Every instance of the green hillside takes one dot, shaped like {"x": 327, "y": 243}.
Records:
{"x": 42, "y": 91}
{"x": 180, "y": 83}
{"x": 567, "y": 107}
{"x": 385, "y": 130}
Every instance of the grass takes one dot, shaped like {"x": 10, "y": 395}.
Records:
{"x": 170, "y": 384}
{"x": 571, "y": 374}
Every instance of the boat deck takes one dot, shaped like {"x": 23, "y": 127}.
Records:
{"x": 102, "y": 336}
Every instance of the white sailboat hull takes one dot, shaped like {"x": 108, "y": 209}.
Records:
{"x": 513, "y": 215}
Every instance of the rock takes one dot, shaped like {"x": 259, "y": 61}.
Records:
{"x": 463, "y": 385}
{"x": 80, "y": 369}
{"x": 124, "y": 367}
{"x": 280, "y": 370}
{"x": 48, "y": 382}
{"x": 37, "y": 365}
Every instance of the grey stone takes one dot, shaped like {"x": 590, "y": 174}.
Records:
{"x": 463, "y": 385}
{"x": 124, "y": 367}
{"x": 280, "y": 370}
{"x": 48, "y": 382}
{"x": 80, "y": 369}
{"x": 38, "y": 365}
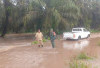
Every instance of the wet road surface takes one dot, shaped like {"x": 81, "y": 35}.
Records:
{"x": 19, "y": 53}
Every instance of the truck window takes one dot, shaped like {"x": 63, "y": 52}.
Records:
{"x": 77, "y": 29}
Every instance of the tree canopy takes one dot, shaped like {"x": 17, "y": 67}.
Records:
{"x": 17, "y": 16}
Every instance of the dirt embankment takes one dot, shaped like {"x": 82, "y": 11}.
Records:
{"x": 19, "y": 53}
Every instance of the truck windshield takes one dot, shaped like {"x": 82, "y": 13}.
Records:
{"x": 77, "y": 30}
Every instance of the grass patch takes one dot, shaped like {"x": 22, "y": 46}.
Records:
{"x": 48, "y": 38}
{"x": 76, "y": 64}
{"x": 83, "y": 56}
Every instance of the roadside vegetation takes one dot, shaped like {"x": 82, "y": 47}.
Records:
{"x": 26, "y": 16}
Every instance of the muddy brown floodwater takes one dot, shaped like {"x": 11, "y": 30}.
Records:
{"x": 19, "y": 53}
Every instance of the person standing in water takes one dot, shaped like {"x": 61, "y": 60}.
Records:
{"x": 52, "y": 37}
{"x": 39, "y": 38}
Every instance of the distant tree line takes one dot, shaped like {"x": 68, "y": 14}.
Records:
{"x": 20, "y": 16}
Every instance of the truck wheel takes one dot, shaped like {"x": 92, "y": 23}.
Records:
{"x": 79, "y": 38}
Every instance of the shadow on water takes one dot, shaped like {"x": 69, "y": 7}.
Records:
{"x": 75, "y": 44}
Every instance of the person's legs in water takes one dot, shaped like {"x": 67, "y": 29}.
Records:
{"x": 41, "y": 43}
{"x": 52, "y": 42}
+---+
§ **Problem requirements**
Leave out the pictures and transcribe the entries above exactly.

§ **Task answer**
Every instance of the green hillside takes one dot, shaped like {"x": 327, "y": 243}.
Records:
{"x": 42, "y": 91}
{"x": 180, "y": 83}
{"x": 567, "y": 107}
{"x": 385, "y": 130}
Every instance of the grass takes one dot, shaped like {"x": 10, "y": 395}.
Records:
{"x": 170, "y": 384}
{"x": 571, "y": 374}
Every instance of the boat deck takes one dot, shaped like {"x": 23, "y": 127}.
Records:
{"x": 102, "y": 336}
Every instance of the white sailboat hull takes one dot, shaped like {"x": 108, "y": 209}.
Records:
{"x": 513, "y": 215}
Every instance of the rock takes one dot, shaped like {"x": 259, "y": 61}.
Records:
{"x": 463, "y": 385}
{"x": 80, "y": 369}
{"x": 124, "y": 367}
{"x": 280, "y": 370}
{"x": 48, "y": 382}
{"x": 37, "y": 365}
Every instance of the grey stone takes one dot, shaped like {"x": 590, "y": 174}.
Records:
{"x": 463, "y": 385}
{"x": 124, "y": 367}
{"x": 280, "y": 370}
{"x": 48, "y": 382}
{"x": 80, "y": 369}
{"x": 38, "y": 365}
Every instance of the wet road surface takes one dot, shaped like {"x": 81, "y": 35}.
Records:
{"x": 19, "y": 53}
Every instance of the truck window takes one dot, shaped like {"x": 63, "y": 52}.
Records:
{"x": 77, "y": 29}
Every instance of the tree canopy takes one dot, shaped like {"x": 17, "y": 67}.
Records:
{"x": 17, "y": 16}
Every instance of the dirt embankment takes one dot, shaped like {"x": 82, "y": 11}.
Records:
{"x": 19, "y": 53}
Every instance of the truck windshield takes one dot, shaped like {"x": 82, "y": 13}.
Records:
{"x": 77, "y": 30}
Every instance of the grass patch takes one dot, shaped like {"x": 22, "y": 46}.
Records:
{"x": 48, "y": 38}
{"x": 76, "y": 64}
{"x": 83, "y": 56}
Every instance of the roadside vegetation takes one dot, shaped like {"x": 82, "y": 47}.
Records:
{"x": 26, "y": 16}
Every instance of the muddy brown floodwater takes one dot, shaped like {"x": 11, "y": 30}.
Records:
{"x": 19, "y": 53}
Every instance of the person standing in water takes one dot, shaped like {"x": 61, "y": 60}.
Records:
{"x": 52, "y": 37}
{"x": 39, "y": 38}
Every instance of the distant tree line takes one dot, shaped like {"x": 68, "y": 14}.
Records:
{"x": 20, "y": 16}
Every instance of the truck wheel takes one dot, shaped like {"x": 92, "y": 23}.
Records:
{"x": 79, "y": 38}
Every instance of the shadow on water takes one dot, shaped like {"x": 69, "y": 7}.
Records:
{"x": 75, "y": 44}
Every instance of the person's legs in water takes one dot, shaped like {"x": 67, "y": 29}.
Records:
{"x": 41, "y": 43}
{"x": 52, "y": 42}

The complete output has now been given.